───── Текст ─────
Помимо этого, Петровых проводил работу по концентрации
контрреволюционных сил
церковников вокруг контрреволюционной организации, вёл новую вербовку
членов и
организовывал контрреволюционные ячейки на местах”.
Заседанием Тройки
Управления НКВД по Южно-Казахстанской области от 19 ноября 1937 г.
митрополиты
Иосиф и Кирилл (и с ними епископ Евгений) были приговорены к высшей
мере
наказания. Эти два духовных столпа Русской Церкви прославили Христа
Бога своей
мученической кончиной в навечерье Михайлова дня. 7/20 ноября 1937 г. их
расстреляли
и похоронили в Лисьем овраге под Чимкентом.
Протокол
допроса Петровых
Иосифа. 23/IX 1930 года.
Я,
нижеподписавшейся,
допрошен[ный] в качестве обвиняемого/свидетеля показываю: 1. Фамилия:
Петровых
2. Имя, отчество Иосиф Семёнович 3. Возраст: 1872… Сведения
о прежней
судимости: в гор[оде]Ростове за совершение крестного хода, через три
недели
освобождён. Во время изъятия церк[овных] ценностей
по суду к 2
годам тюремного заключения, по
кассации через месяц освобождён и в конце концов без суда и следствия
находился
в высылке в Череповецком округе в Моденском монастыре. Будучи
предупрежден об
ответственности за дачу ложных показаний, по существу показываю:
“Рукопись,
обнаруженная у
меня при обыске, написанная мною лично: «Толковать с вами
— самое бесполезное и
безнадежное дело. Мы никогда не столкуемся. Вы никогда не сделаете
того, чего я
хочу. Я никогда не сделаю того, что Вам нужно. Вам нужно уничтожение
Христа,
мне Его процветание... По вашему, мы мракобесы, по нашему, Вы настоящие
сыны
тьмы и лжи... Вам доставляет удовольствие издеваться над религией и
верующими,
таскать по тюрьмам и гонять по ссылкам её служителей. Нам кажется
величайшей
дикостью, позором из позоров XX века Ваши насилия над свободой совести
и
религиозными убеждениями человечества». Написан он в
состоянии крайнего
нервного возбуждения при вызове к агентам Г.П.У. в Моденском монастыре,
которые
в 2-х-часовой срок предложили мне дать ответы на вопросы: 1) Моё
пребывание в
ссылке, 2) Отлучка в Ростов и 3) Моё отношение в настоящем положении к
современным событиям. Отвечать я начал именно так, как приведена
вышеуказанная
рукопись, но впоследствии, немного успокоившись, я понял, что
совершенно
неуместны [вписано над строкой: и сумасбродно] такие мысли, и написал
три
ответа, обнаруженные также при обыске. Сейчас я выражаю
искреннее и глубокое
сожаление, что мог допускать
такие мысли, если я их сразу же не уничтожил,
то лишь потому, что эта рукопись в суматохе куда-то завалялась и я не
мог её
обнаружить и уничтожить. Ответ мой о ссылке мне помогла с черновиков
переписать
Мария Ивановна Гранатова, которая жила при мне и помогала мне в
хозяйстве.
─────
[Задание 1] Где, согласно тексту, похоронили митрополитов Иосифа и Кирилла?
───── Исходные данные ─────
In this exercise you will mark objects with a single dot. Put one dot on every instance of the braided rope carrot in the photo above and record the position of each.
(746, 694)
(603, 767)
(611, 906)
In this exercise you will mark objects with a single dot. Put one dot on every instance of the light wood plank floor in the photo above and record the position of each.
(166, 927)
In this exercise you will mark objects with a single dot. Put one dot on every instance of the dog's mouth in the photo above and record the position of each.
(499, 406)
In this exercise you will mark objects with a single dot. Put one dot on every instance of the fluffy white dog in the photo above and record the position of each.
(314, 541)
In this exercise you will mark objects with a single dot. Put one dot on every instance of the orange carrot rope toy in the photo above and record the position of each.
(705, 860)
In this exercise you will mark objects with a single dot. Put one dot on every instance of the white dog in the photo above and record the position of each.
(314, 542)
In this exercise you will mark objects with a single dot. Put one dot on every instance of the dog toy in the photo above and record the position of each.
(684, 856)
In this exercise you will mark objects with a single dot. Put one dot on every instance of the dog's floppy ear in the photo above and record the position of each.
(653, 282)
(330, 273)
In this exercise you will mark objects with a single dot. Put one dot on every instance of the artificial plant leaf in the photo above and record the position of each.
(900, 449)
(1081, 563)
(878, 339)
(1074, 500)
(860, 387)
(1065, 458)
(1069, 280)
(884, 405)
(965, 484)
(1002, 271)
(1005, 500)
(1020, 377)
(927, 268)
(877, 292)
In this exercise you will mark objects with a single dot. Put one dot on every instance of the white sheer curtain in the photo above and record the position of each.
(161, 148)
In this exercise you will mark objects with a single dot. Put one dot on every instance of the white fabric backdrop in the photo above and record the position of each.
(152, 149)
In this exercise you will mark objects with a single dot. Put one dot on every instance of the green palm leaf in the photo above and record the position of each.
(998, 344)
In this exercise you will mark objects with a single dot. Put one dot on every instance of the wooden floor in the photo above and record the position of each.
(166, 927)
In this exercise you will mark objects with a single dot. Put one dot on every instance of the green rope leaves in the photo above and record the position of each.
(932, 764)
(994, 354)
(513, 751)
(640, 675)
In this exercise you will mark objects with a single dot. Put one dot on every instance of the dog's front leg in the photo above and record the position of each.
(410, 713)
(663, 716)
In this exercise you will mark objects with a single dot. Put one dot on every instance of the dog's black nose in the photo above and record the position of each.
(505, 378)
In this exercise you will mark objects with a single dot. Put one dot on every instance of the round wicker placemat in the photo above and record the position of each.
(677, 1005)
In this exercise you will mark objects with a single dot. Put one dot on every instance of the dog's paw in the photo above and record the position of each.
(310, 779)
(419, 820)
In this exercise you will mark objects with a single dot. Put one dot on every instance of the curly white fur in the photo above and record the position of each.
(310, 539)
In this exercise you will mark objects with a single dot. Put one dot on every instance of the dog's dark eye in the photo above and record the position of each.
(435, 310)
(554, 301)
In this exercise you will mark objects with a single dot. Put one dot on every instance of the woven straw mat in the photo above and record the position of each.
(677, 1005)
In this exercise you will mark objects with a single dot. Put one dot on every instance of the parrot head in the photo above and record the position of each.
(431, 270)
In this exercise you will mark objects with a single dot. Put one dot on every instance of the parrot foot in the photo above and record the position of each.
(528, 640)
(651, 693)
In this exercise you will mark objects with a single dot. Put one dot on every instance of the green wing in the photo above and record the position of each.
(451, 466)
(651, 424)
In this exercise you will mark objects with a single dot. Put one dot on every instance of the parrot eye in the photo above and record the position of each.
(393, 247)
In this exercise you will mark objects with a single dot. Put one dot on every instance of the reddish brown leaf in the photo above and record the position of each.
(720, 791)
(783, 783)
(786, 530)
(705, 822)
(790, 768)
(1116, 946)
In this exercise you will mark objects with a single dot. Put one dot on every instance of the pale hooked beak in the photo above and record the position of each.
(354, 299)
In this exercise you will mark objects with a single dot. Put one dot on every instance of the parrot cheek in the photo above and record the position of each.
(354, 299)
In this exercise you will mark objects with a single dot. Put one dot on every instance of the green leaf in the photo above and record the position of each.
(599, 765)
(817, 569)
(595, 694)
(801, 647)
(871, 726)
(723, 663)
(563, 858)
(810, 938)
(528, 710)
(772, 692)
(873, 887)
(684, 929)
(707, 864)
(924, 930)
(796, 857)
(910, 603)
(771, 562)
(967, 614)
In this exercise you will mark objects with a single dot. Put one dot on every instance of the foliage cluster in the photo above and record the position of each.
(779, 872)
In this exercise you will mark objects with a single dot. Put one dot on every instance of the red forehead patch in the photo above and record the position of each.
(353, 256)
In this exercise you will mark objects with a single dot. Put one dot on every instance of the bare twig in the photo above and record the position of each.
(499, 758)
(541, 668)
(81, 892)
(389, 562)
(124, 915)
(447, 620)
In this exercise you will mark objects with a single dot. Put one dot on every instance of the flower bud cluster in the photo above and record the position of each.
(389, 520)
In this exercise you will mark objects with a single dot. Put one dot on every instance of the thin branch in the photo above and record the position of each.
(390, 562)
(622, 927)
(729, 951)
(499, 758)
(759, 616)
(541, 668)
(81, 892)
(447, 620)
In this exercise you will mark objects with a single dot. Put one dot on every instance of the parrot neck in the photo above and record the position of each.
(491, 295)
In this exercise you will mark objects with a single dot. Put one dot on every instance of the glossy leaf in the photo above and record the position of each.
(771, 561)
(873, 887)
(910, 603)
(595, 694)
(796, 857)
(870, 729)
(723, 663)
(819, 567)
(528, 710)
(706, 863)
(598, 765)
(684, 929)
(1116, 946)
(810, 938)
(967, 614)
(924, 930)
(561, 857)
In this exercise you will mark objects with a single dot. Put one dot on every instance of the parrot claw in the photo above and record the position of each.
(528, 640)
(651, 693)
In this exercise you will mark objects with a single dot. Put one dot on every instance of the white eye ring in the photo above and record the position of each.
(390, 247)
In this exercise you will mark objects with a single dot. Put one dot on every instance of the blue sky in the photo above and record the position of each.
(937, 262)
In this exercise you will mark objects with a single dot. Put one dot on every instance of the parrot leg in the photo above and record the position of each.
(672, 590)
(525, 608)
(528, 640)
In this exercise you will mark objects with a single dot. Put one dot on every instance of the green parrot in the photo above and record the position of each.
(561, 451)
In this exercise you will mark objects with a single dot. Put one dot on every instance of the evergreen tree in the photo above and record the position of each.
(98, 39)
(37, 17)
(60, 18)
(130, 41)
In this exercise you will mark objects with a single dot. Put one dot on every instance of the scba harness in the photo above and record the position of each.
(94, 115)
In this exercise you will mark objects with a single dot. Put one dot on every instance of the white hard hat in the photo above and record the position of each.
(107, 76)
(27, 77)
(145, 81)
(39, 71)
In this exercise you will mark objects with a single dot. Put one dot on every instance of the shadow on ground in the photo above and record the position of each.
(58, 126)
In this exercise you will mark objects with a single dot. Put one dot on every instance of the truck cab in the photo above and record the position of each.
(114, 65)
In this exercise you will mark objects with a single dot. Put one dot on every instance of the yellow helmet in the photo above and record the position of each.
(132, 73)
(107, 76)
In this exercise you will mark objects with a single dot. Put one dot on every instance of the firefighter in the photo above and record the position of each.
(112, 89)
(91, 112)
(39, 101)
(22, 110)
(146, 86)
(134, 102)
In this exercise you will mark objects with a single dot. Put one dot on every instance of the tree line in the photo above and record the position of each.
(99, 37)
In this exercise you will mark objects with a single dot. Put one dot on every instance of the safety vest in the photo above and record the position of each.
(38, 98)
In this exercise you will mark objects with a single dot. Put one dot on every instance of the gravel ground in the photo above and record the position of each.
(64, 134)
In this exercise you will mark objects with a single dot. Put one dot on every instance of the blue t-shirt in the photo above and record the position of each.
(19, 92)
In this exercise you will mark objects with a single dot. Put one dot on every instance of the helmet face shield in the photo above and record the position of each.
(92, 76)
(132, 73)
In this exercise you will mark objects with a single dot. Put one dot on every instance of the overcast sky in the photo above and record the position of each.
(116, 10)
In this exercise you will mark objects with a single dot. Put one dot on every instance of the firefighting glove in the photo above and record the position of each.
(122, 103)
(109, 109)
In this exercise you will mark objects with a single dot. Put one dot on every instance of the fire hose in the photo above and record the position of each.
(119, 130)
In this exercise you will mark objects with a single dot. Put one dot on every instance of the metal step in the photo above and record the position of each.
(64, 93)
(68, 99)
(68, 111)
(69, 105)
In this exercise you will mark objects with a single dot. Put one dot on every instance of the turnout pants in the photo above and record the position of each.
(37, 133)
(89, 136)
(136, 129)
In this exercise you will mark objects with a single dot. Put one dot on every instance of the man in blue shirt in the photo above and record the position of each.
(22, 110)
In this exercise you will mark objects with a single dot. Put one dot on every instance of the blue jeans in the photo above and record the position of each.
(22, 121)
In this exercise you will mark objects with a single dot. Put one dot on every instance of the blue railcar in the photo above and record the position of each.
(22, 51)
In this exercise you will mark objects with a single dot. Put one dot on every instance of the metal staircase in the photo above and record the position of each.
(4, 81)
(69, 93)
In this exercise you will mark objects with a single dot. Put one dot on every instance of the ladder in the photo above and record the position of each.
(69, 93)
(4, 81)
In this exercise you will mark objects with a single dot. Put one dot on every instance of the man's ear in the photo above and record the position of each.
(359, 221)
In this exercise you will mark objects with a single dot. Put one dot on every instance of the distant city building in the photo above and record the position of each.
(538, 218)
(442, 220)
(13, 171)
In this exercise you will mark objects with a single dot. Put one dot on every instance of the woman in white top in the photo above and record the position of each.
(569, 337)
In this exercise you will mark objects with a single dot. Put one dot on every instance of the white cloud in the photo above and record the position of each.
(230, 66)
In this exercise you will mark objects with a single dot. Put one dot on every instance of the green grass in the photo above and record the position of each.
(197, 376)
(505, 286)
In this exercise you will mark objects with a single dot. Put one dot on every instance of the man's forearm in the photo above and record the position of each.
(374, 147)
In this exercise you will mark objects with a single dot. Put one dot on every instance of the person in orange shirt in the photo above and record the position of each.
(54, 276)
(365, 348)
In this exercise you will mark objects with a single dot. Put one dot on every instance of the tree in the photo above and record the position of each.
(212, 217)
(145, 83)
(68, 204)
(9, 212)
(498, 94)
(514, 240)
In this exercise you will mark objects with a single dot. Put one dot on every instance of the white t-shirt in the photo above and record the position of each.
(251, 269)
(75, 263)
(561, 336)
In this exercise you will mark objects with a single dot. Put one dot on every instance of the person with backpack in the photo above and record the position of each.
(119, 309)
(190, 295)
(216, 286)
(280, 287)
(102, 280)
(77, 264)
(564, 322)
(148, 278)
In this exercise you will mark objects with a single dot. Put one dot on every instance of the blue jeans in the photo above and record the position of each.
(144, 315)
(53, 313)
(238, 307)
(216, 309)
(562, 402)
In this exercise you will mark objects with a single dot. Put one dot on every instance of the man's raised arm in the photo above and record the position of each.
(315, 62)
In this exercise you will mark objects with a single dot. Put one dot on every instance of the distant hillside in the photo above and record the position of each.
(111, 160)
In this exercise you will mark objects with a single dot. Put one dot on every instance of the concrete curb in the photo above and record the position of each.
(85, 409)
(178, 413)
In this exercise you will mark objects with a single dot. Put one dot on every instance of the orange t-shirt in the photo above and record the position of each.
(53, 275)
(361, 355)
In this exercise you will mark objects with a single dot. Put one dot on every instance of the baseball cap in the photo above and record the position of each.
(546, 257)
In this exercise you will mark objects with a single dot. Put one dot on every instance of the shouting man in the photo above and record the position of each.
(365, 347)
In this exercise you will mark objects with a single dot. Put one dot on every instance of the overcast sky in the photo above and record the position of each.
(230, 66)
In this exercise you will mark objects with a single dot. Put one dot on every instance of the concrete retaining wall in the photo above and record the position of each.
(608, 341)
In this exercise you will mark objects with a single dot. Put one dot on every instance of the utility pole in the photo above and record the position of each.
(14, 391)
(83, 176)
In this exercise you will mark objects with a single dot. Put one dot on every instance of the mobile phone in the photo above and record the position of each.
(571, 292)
─────
[Задание 2] Перепишите отрезок строк данных от строки, содержащей «of the mobile», до конца строк данных, заменив «single dot» на «single point». Всё остальное оставьте без изменений.

[Ответ 1] В Лисьем овраге под Чимкентом.

[Ответ 2]
In this exercise you will mark objects with a single point. Put one dot on every instance of the mobile phone in the photo above and record the position of each.
(571, 292)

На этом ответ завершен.